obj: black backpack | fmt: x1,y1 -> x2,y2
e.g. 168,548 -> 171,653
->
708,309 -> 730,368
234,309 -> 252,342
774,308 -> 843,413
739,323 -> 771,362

══════════════════════════════

# WHAT THE TASK ASKS:
Output the records above once more, line for line, without changing anything.

# THE RESULT:
obj: black backpack | fmt: x1,y1 -> x2,y2
e.g. 168,548 -> 171,653
->
708,309 -> 730,368
234,309 -> 252,342
774,308 -> 843,413
739,323 -> 771,362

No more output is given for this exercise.